原文抜粋:
##########

エンドポイントセキュリティとは

パソコンやスマートフォン、サーバなど、ネットワークに接続された機器や端末をサイバー攻撃から守るための対策のことを「エンドポイントセキュリティ」と言います。最近はテレワークの普及や攻撃手法の高度化・多様化に対応し、ネットワークの入り口を守るだけではエンドポイントである端末は守りきれなくなっており、ネットワーク全体を俯瞰してマルウェア侵入前、侵入後の両睨みで防御する必要性が高まっています。

クラウドやテレワークの普及でエンドポイントの守りが重要に

「エンドポイント」は、日本語で「末端」や「終点」を意味し、セキュリティの分野では、ネットワークに接続されている末端の機器のことを指します。従来の「エンドポイントセキュリティ」は、端末単位で不正検知ができる仕組みを整えるために、外部ネットワークとの境界であるゲートウェイでサイバー攻撃の侵入を阻止することによって、被害を食い止めるという考え方が主流でした。

##########

提供項目:
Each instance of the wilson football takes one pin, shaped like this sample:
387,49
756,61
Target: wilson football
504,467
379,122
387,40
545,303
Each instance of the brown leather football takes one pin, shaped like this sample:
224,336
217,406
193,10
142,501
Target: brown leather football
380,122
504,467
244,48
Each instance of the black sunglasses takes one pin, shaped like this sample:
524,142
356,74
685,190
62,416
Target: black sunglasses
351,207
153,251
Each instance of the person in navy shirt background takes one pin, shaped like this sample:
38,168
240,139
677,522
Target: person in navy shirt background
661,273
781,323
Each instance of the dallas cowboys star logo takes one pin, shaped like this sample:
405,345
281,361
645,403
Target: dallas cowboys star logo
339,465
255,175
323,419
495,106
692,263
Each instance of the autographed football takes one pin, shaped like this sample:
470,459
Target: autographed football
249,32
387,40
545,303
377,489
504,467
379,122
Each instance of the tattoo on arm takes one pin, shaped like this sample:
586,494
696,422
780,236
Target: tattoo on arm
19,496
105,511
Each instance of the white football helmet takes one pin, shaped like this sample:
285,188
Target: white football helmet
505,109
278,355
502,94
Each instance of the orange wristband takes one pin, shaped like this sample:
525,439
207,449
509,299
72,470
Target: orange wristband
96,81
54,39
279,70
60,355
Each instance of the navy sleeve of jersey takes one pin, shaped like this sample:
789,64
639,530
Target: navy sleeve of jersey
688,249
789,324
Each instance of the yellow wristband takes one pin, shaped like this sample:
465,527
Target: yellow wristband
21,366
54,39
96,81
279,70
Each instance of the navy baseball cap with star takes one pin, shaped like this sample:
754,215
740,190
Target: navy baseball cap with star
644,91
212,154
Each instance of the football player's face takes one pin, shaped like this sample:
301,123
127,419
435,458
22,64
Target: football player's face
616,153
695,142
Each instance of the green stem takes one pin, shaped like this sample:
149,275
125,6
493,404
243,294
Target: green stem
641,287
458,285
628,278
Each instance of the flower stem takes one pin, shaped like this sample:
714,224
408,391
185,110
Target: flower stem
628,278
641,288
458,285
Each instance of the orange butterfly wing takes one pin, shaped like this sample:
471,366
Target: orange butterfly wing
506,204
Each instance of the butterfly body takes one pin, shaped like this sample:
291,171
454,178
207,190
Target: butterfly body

##########

エンドポイントセキュリティの解説によると、「エンドポイント」は日本語でどういう意味ですか。

「末端」や「終点」という意味です。